**TASK DETAILS**
Both the line containing "draw the outline of beige" and the last line of the listing are included: write out exactly the lines from one to the other.

>> start PROVIDED DATA

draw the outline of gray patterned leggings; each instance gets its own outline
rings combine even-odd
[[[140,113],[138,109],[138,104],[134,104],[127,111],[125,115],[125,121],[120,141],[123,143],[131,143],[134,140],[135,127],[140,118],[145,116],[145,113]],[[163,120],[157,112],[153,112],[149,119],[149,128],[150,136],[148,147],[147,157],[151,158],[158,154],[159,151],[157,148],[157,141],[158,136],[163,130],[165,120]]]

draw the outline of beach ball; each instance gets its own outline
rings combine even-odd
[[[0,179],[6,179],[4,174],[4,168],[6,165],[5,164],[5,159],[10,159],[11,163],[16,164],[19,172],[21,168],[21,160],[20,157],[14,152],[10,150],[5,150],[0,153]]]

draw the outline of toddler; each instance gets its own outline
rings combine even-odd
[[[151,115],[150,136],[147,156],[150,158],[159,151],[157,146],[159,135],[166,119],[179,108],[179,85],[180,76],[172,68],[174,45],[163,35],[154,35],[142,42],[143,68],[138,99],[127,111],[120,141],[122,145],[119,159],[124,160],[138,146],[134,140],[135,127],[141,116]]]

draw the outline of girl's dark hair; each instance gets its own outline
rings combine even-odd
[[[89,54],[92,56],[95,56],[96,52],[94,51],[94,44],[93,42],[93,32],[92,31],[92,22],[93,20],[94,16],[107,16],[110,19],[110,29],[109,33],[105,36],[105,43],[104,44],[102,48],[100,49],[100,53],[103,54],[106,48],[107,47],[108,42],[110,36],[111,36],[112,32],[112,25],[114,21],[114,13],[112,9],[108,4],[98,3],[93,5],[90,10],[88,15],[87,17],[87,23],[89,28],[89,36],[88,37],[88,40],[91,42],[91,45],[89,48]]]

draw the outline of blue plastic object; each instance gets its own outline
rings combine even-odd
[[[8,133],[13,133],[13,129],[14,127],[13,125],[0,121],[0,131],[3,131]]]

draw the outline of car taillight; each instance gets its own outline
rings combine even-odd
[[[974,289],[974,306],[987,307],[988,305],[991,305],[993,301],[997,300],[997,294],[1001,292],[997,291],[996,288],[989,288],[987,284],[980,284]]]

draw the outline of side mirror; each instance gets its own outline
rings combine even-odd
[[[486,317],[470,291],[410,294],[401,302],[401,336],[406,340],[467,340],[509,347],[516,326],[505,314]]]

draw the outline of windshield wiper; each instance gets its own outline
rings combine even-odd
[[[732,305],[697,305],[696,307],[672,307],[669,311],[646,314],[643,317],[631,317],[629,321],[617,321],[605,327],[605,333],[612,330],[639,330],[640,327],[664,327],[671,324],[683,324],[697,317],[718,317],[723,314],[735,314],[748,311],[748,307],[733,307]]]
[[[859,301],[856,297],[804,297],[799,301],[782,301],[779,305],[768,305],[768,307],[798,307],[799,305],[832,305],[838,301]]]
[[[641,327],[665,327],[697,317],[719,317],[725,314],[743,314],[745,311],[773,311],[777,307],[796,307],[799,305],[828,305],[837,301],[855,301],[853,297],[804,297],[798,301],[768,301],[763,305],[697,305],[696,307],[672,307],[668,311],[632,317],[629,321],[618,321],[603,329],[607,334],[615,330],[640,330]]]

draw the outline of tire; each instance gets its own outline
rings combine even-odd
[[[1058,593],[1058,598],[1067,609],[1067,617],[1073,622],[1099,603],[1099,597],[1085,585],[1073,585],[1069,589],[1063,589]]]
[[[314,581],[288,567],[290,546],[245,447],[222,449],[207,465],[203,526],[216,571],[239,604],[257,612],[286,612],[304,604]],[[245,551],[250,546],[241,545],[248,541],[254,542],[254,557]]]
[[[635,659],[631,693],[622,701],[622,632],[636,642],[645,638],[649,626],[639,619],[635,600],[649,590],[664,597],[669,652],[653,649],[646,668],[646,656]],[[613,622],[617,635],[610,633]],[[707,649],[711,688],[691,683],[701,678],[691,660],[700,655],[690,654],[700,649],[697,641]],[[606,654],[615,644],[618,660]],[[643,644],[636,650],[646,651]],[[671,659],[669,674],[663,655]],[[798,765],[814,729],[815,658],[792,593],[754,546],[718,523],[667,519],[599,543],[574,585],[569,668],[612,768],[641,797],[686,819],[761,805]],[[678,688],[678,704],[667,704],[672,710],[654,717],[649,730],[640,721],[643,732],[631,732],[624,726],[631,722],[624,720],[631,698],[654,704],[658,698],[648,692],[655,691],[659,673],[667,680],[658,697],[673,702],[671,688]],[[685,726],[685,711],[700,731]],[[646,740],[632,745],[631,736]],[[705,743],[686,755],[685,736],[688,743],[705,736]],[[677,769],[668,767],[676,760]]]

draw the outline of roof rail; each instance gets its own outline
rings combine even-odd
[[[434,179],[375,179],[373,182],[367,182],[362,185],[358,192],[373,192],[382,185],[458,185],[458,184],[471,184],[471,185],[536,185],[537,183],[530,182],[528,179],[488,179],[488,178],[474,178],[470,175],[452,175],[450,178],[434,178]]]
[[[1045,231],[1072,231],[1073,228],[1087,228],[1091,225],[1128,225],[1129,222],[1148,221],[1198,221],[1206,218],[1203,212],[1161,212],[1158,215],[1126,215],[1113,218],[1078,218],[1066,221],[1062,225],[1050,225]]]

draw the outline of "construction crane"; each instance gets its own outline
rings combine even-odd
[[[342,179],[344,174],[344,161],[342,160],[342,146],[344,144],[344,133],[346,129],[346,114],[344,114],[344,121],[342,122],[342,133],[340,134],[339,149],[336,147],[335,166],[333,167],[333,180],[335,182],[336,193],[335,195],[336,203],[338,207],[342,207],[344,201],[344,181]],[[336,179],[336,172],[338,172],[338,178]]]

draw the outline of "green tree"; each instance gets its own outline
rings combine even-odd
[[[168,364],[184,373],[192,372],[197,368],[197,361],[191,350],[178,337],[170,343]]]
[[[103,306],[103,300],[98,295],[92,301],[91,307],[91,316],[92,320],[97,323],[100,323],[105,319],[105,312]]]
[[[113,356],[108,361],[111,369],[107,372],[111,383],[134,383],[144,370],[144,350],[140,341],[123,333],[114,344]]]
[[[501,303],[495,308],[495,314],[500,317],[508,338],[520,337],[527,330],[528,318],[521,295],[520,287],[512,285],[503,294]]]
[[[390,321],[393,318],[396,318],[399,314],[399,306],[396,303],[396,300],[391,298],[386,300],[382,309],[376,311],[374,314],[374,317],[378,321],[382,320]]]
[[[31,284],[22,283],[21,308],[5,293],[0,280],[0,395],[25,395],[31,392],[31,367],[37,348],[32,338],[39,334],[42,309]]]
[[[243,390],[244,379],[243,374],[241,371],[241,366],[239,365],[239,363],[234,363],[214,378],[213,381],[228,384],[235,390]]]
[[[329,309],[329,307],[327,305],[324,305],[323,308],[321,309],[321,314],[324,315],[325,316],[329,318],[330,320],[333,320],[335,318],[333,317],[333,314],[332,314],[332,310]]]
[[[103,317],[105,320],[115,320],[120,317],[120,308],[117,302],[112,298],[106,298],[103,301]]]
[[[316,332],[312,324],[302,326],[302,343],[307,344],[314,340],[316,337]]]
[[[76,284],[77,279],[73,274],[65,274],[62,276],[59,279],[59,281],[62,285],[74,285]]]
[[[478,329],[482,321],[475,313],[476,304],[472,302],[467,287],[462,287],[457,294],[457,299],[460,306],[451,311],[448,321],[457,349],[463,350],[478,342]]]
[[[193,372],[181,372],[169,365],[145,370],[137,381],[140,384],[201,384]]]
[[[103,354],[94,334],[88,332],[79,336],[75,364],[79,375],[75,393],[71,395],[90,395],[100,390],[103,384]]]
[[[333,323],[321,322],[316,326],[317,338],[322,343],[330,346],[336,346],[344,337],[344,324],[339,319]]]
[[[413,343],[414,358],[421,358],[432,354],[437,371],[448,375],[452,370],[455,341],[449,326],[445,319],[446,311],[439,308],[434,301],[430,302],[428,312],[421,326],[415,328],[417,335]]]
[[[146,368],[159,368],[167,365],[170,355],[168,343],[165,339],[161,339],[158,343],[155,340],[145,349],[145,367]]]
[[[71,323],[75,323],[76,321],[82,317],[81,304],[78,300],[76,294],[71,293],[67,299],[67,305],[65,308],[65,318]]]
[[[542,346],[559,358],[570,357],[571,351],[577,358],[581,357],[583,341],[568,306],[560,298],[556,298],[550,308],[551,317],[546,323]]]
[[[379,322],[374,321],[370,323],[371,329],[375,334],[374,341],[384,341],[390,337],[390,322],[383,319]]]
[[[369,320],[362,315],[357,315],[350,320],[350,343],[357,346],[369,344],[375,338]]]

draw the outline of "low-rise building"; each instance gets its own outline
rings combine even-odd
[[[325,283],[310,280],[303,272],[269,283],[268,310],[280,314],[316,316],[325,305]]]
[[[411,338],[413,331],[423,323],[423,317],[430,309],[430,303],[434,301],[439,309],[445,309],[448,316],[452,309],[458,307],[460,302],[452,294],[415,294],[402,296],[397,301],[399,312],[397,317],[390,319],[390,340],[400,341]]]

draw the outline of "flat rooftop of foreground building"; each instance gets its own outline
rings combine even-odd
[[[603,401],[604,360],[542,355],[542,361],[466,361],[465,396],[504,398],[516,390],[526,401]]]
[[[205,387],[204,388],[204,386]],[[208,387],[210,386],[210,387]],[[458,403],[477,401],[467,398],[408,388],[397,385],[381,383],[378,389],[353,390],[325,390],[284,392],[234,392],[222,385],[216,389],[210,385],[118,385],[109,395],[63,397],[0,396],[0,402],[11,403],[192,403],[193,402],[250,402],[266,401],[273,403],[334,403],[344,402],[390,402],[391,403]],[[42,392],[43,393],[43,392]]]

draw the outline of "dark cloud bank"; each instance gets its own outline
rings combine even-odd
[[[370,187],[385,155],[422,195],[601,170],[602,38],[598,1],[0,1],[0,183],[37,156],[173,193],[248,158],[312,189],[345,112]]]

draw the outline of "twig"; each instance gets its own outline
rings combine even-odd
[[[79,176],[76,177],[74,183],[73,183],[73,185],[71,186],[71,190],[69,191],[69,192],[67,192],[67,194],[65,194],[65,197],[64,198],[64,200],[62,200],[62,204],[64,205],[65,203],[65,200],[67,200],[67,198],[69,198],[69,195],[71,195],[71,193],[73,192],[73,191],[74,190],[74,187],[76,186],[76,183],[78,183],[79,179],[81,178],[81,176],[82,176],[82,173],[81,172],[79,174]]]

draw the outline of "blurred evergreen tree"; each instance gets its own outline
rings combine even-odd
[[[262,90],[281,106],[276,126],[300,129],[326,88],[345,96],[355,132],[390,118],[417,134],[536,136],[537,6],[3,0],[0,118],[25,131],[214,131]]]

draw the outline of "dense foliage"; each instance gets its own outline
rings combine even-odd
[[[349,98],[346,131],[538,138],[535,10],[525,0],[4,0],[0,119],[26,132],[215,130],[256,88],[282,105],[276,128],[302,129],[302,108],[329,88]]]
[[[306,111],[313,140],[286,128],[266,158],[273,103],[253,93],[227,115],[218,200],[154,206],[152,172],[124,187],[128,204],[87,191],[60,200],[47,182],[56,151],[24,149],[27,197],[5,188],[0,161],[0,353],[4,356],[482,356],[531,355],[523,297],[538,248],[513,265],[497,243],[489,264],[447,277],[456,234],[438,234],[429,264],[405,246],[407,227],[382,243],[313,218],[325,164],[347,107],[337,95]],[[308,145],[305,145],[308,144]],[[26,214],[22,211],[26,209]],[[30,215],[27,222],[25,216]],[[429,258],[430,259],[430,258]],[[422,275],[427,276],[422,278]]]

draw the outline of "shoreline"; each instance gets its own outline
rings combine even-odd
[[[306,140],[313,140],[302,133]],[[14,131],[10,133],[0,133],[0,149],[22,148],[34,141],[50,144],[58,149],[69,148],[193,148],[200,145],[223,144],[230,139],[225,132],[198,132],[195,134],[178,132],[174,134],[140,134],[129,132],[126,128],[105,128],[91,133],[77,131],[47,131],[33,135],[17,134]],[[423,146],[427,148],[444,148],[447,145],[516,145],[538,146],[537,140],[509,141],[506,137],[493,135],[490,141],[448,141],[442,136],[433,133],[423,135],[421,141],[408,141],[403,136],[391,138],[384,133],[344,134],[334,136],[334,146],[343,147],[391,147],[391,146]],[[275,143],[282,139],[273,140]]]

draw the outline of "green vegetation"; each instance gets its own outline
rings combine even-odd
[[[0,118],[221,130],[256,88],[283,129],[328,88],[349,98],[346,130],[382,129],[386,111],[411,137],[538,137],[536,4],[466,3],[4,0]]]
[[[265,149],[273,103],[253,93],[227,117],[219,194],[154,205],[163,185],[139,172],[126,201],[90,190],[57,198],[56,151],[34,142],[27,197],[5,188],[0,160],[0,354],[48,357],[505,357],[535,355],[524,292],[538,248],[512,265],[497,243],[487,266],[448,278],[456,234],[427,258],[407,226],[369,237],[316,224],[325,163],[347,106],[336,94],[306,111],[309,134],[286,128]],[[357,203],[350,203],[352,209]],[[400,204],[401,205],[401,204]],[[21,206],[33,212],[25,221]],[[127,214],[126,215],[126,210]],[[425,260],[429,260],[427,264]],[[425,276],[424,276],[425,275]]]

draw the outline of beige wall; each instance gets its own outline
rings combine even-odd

>> end PROVIDED DATA

**RESPONSE BELOW**
draw the outline of beige wall; each instance gets its own outline
rings combine even-odd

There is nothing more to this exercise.